----- Text section -----
A visit to Groningen’s intensive care unit for children last week demonstrated how rare it is for infants, in an age of extremely sophisticated, high-tech medical treatment, to experience extreme pain. Even so, life and death decisions are made by doctors every day.
Consider Maryline, only a few hours old, who lay in an incubator on Wednesday afternoon after being born prematurely. With feet smaller than adult thumbs, she was breathing through a respirator as doctors struggled to get her little lungs working on their own.
“At some point,” said Verhagen, observing this battle for life, “we will have to decide whether it is pointless from a medical point of view and whether we should not prolong treatment.”
This, he agreed, was a form of “passive euthanasia” practised in countries all over the world. But from a moral point of view, he argued, it was no different from administering a lethal dose of morphine, since the result of withdrawing treatment would also eventually be death.
“Is there any difference between watching someone drowning without doing anything and pushing them into the lake?” he asked.
Verhagen, a 42-year-old father of three who has spent years tending sick children in underdeveloped countries, became a paediatrician with the intention of saving children’s lives, not ending them. Then along came a case that changed his entire way of thinking.
-----
__Your assignment__:
List every body part named in the passage about the Groningen children's intensive care unit.
----- Supplied material -----
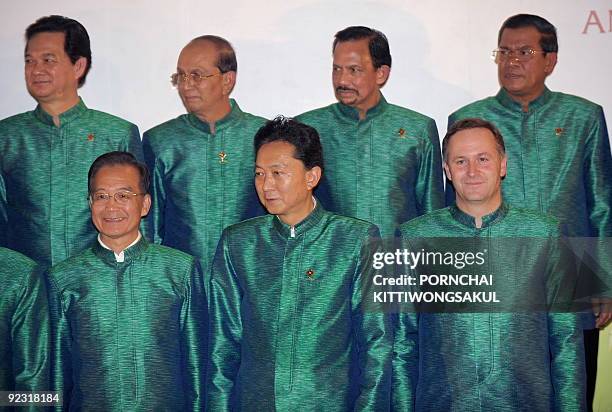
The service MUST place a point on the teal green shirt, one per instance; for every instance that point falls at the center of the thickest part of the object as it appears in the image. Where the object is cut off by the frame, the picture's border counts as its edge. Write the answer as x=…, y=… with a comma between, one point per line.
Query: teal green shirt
x=559, y=158
x=527, y=361
x=24, y=325
x=44, y=212
x=202, y=182
x=287, y=327
x=385, y=169
x=129, y=336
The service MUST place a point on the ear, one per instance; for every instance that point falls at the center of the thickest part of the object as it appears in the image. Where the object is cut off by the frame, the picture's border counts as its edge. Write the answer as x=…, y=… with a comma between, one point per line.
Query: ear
x=447, y=172
x=382, y=75
x=312, y=177
x=551, y=62
x=79, y=67
x=504, y=166
x=146, y=205
x=229, y=81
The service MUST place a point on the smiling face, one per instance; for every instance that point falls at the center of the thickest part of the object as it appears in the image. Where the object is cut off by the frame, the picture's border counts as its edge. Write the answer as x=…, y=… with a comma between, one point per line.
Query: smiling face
x=209, y=100
x=118, y=222
x=475, y=167
x=524, y=81
x=356, y=81
x=50, y=76
x=283, y=184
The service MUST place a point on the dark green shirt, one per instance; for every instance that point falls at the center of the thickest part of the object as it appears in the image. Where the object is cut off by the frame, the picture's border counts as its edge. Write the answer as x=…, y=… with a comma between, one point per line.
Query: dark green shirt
x=385, y=169
x=129, y=336
x=513, y=361
x=202, y=182
x=24, y=325
x=559, y=158
x=288, y=331
x=44, y=212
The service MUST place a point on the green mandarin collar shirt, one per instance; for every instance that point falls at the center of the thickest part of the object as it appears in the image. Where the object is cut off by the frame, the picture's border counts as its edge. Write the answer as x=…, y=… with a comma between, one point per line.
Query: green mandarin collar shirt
x=385, y=169
x=525, y=361
x=287, y=326
x=44, y=212
x=201, y=182
x=24, y=325
x=129, y=335
x=559, y=160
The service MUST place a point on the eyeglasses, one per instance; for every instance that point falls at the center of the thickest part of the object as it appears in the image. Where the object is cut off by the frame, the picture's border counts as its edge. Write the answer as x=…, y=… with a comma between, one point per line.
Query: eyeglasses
x=522, y=55
x=122, y=197
x=196, y=78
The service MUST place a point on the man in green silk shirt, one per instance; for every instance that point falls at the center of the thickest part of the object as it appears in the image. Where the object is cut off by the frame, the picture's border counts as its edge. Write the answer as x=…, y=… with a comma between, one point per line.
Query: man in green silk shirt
x=383, y=161
x=46, y=152
x=24, y=325
x=129, y=317
x=201, y=161
x=527, y=361
x=559, y=158
x=288, y=330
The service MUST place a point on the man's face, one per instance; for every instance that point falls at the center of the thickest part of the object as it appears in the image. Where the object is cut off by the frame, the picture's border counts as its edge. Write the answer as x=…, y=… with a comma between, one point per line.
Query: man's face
x=118, y=221
x=524, y=81
x=283, y=184
x=50, y=75
x=356, y=82
x=475, y=167
x=203, y=99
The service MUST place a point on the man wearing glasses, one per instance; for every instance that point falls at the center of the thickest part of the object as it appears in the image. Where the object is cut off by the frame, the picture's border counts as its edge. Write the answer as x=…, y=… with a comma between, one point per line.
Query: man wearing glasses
x=46, y=152
x=129, y=317
x=201, y=162
x=558, y=149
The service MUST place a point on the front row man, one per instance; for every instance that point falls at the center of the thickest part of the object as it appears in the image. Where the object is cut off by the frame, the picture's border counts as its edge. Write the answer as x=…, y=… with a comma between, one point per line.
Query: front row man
x=130, y=316
x=490, y=361
x=287, y=323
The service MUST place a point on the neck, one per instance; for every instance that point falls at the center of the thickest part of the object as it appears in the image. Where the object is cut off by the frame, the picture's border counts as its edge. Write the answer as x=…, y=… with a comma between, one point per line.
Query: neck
x=298, y=216
x=118, y=245
x=478, y=210
x=364, y=110
x=215, y=115
x=55, y=108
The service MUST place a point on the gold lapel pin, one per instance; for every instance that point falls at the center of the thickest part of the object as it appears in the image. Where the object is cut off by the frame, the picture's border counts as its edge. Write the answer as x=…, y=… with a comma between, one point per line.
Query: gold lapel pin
x=222, y=156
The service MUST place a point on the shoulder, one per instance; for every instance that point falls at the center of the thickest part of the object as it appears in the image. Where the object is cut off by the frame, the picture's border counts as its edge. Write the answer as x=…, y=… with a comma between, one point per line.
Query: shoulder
x=422, y=223
x=317, y=114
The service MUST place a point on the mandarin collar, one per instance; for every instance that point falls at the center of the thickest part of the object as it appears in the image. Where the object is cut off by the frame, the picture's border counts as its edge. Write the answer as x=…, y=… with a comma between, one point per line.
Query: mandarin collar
x=309, y=221
x=504, y=98
x=66, y=117
x=220, y=124
x=353, y=114
x=487, y=220
x=131, y=253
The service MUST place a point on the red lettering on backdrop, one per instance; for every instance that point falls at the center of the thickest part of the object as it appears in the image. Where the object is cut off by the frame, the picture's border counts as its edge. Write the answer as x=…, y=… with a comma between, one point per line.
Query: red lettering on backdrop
x=593, y=20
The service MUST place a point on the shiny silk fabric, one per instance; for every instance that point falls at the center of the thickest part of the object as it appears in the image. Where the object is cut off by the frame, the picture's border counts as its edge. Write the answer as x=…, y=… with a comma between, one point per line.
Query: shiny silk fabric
x=528, y=361
x=385, y=169
x=129, y=336
x=44, y=212
x=24, y=325
x=559, y=158
x=202, y=182
x=287, y=327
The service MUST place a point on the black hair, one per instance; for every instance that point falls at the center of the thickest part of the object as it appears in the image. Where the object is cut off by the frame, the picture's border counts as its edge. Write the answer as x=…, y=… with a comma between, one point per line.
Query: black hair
x=304, y=139
x=76, y=43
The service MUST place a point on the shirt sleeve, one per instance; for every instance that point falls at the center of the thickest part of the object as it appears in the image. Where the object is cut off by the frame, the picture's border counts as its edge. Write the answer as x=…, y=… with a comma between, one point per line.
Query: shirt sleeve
x=225, y=328
x=373, y=332
x=429, y=189
x=193, y=324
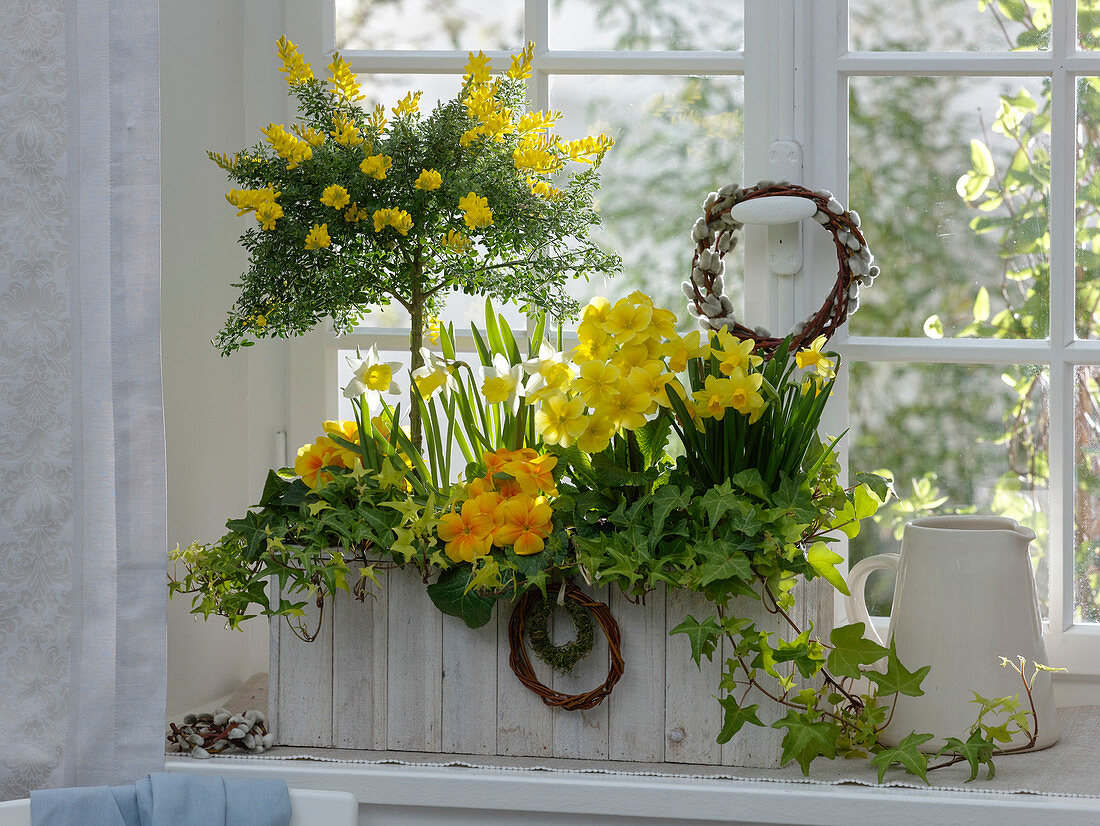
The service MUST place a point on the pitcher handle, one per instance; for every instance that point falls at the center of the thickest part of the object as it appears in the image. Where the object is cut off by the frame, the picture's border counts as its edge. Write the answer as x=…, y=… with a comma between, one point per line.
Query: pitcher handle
x=856, y=605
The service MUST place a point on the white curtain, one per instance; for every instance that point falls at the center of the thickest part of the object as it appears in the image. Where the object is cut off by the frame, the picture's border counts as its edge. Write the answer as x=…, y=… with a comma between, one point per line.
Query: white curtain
x=83, y=516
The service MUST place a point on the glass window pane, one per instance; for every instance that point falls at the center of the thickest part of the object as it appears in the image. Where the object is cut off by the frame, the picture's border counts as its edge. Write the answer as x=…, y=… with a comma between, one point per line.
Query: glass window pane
x=956, y=439
x=947, y=25
x=1087, y=497
x=952, y=178
x=1088, y=24
x=675, y=140
x=647, y=24
x=1087, y=253
x=465, y=24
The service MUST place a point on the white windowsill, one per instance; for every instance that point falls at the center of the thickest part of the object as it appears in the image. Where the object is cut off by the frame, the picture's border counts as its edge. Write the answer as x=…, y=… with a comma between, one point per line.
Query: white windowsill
x=419, y=794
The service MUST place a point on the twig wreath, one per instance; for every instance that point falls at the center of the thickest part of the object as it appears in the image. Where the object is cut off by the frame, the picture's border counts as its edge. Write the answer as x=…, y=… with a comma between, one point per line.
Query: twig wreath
x=520, y=663
x=715, y=234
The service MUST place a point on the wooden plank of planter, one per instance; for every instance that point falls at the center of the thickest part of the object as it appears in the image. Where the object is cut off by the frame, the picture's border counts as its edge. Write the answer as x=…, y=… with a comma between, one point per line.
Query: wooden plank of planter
x=304, y=695
x=360, y=631
x=415, y=665
x=636, y=707
x=692, y=717
x=581, y=734
x=524, y=723
x=470, y=690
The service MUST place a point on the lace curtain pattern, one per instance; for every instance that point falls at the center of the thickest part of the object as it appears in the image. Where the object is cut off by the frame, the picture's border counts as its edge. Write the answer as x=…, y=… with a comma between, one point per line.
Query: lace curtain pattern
x=81, y=437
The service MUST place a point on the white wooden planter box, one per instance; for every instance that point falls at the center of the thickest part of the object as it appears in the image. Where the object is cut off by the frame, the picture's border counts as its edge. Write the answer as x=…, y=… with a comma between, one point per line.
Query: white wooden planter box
x=393, y=673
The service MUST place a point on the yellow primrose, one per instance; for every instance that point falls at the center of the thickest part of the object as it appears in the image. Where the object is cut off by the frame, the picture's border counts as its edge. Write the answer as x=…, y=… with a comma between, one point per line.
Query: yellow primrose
x=814, y=358
x=628, y=321
x=336, y=196
x=428, y=179
x=681, y=349
x=318, y=237
x=627, y=407
x=376, y=166
x=560, y=419
x=734, y=354
x=596, y=383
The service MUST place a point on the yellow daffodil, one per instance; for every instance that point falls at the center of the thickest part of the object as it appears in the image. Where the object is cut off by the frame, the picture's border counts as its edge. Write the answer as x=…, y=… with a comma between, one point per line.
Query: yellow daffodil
x=318, y=237
x=475, y=211
x=733, y=353
x=371, y=377
x=813, y=356
x=745, y=394
x=526, y=524
x=429, y=179
x=714, y=398
x=336, y=196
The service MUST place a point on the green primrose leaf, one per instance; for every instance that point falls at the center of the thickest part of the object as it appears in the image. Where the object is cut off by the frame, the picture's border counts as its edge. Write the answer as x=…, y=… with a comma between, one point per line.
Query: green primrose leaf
x=451, y=595
x=906, y=756
x=898, y=679
x=703, y=636
x=851, y=649
x=735, y=717
x=805, y=739
x=824, y=562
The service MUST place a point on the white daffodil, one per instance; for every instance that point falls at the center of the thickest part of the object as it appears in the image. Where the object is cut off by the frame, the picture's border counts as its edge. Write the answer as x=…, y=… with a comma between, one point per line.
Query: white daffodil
x=548, y=372
x=371, y=377
x=503, y=383
x=437, y=373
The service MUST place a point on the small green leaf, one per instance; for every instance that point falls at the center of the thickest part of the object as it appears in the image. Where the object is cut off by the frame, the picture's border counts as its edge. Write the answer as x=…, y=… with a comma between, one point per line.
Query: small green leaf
x=824, y=562
x=451, y=595
x=735, y=717
x=906, y=756
x=703, y=636
x=851, y=649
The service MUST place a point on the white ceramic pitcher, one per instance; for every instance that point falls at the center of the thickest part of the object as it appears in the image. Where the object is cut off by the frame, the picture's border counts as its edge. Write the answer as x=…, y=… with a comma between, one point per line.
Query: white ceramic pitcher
x=965, y=597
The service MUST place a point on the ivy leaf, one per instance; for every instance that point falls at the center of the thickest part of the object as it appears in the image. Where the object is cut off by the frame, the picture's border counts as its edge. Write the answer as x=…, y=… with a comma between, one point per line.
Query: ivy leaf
x=977, y=751
x=451, y=595
x=736, y=717
x=898, y=679
x=703, y=636
x=851, y=649
x=824, y=562
x=906, y=756
x=805, y=739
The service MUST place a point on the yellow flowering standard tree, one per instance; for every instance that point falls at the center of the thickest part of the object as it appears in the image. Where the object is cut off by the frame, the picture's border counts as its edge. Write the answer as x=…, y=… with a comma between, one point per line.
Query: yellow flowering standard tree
x=359, y=208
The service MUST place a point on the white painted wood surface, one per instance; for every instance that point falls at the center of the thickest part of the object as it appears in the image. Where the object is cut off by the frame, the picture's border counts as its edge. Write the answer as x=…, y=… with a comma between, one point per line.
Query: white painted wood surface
x=393, y=673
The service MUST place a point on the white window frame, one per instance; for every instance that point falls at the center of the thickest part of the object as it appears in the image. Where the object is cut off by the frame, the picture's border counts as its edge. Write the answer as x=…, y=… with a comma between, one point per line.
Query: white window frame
x=796, y=66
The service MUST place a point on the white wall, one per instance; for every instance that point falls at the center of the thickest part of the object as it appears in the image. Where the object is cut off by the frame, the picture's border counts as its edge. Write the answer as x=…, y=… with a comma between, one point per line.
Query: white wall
x=220, y=414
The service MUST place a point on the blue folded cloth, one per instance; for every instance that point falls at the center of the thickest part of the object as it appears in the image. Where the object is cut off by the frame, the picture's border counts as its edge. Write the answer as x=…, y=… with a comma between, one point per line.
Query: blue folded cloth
x=166, y=800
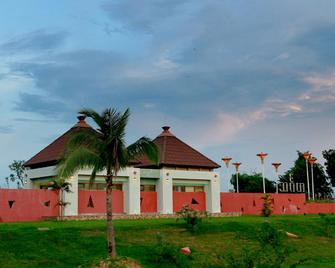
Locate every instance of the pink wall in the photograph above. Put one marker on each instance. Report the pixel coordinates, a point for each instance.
(94, 202)
(181, 199)
(148, 202)
(315, 208)
(252, 203)
(28, 205)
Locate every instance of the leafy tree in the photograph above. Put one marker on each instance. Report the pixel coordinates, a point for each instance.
(18, 169)
(252, 183)
(329, 156)
(322, 187)
(104, 149)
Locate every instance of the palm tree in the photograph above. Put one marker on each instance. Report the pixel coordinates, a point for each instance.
(104, 149)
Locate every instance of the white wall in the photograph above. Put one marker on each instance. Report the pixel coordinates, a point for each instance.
(132, 177)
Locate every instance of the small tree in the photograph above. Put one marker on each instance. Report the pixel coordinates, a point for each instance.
(18, 169)
(329, 156)
(104, 149)
(267, 205)
(192, 218)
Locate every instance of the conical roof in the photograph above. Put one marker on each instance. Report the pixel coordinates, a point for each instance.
(54, 151)
(176, 153)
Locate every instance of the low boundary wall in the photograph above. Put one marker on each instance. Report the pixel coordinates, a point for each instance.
(252, 204)
(35, 205)
(27, 205)
(94, 202)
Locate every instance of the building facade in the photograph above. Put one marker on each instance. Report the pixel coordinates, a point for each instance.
(183, 176)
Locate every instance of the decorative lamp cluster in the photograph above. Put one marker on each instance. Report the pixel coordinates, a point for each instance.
(307, 156)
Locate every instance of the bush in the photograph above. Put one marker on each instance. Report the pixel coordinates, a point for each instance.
(328, 225)
(193, 218)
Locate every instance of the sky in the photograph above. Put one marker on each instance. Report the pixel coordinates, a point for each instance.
(231, 78)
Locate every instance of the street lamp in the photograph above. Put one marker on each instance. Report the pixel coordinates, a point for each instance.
(237, 165)
(307, 156)
(262, 157)
(312, 161)
(226, 160)
(276, 166)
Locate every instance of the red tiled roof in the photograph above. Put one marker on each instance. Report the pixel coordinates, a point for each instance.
(52, 153)
(174, 152)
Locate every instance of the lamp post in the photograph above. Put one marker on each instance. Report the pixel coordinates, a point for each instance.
(276, 166)
(307, 156)
(237, 165)
(312, 161)
(262, 157)
(226, 160)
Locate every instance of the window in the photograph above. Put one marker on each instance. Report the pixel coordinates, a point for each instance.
(97, 186)
(178, 188)
(148, 188)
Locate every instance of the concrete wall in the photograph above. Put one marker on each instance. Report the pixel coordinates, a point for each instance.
(252, 203)
(27, 205)
(94, 202)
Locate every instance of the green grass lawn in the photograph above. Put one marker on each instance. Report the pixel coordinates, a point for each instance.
(80, 243)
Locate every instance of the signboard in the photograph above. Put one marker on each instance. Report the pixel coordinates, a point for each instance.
(291, 187)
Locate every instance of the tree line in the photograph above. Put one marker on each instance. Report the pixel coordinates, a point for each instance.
(324, 177)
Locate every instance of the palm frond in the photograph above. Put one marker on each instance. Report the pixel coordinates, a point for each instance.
(143, 146)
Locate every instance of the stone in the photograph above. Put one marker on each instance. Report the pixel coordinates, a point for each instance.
(185, 251)
(291, 235)
(43, 229)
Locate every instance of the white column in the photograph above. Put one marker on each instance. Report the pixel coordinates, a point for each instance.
(132, 192)
(164, 192)
(213, 194)
(72, 197)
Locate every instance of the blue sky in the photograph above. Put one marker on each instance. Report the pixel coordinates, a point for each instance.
(230, 77)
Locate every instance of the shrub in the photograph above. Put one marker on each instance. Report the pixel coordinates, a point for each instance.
(267, 205)
(328, 225)
(193, 218)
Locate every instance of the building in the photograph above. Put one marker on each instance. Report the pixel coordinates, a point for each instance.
(183, 176)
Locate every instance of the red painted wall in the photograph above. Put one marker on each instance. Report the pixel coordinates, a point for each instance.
(315, 208)
(181, 199)
(94, 202)
(29, 205)
(148, 202)
(252, 203)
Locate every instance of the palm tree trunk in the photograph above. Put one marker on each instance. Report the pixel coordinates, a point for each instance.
(110, 226)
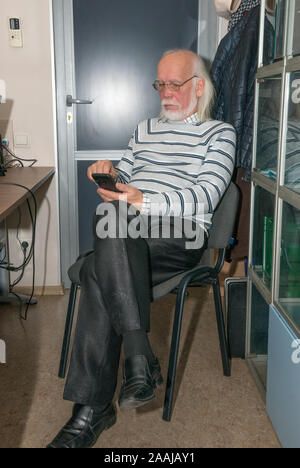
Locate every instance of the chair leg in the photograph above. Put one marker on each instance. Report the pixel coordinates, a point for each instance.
(68, 330)
(221, 328)
(167, 411)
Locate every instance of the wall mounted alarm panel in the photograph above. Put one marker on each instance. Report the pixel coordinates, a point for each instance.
(15, 32)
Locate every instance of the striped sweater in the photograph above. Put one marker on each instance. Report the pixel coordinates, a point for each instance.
(182, 168)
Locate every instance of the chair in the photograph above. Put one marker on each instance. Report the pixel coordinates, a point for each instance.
(219, 236)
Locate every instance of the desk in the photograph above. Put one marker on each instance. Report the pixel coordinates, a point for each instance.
(10, 198)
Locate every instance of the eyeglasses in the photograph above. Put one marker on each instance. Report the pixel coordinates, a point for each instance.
(171, 85)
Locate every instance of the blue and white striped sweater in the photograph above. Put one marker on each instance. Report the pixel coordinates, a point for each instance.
(182, 168)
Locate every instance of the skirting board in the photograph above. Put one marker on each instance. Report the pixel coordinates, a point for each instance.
(41, 290)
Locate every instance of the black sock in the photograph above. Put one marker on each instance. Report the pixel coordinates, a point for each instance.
(136, 343)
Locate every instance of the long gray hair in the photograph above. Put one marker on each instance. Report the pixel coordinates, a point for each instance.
(206, 101)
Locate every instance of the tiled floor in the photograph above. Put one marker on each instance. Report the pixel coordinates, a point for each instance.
(210, 411)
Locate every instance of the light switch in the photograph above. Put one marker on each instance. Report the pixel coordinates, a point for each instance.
(15, 33)
(21, 139)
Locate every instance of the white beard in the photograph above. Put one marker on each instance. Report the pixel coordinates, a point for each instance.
(178, 114)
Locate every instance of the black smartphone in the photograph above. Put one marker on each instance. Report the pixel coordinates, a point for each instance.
(106, 182)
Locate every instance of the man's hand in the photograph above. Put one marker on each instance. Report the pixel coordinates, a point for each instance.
(102, 167)
(130, 195)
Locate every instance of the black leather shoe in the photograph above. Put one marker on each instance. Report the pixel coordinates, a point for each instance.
(84, 428)
(139, 380)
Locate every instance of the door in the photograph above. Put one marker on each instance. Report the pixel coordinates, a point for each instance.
(106, 53)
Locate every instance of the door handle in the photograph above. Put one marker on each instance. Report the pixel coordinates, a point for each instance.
(71, 101)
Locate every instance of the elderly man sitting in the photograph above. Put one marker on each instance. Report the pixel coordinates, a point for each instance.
(176, 167)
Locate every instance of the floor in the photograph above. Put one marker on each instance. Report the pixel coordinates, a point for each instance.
(210, 411)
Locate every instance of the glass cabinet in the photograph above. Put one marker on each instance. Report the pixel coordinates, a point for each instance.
(274, 254)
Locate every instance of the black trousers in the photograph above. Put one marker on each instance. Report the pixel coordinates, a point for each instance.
(116, 284)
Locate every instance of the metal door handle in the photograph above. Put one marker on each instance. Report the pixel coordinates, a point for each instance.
(71, 101)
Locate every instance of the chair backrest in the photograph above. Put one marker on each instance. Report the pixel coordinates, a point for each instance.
(224, 218)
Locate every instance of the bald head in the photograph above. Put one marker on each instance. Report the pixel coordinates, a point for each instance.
(186, 68)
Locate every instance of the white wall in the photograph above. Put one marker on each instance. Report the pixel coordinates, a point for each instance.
(29, 72)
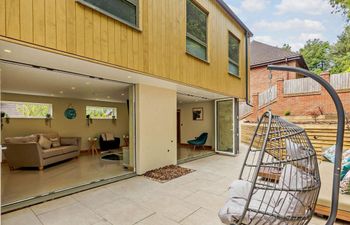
-----
__Output of the task__:
feet, thumbs, lungs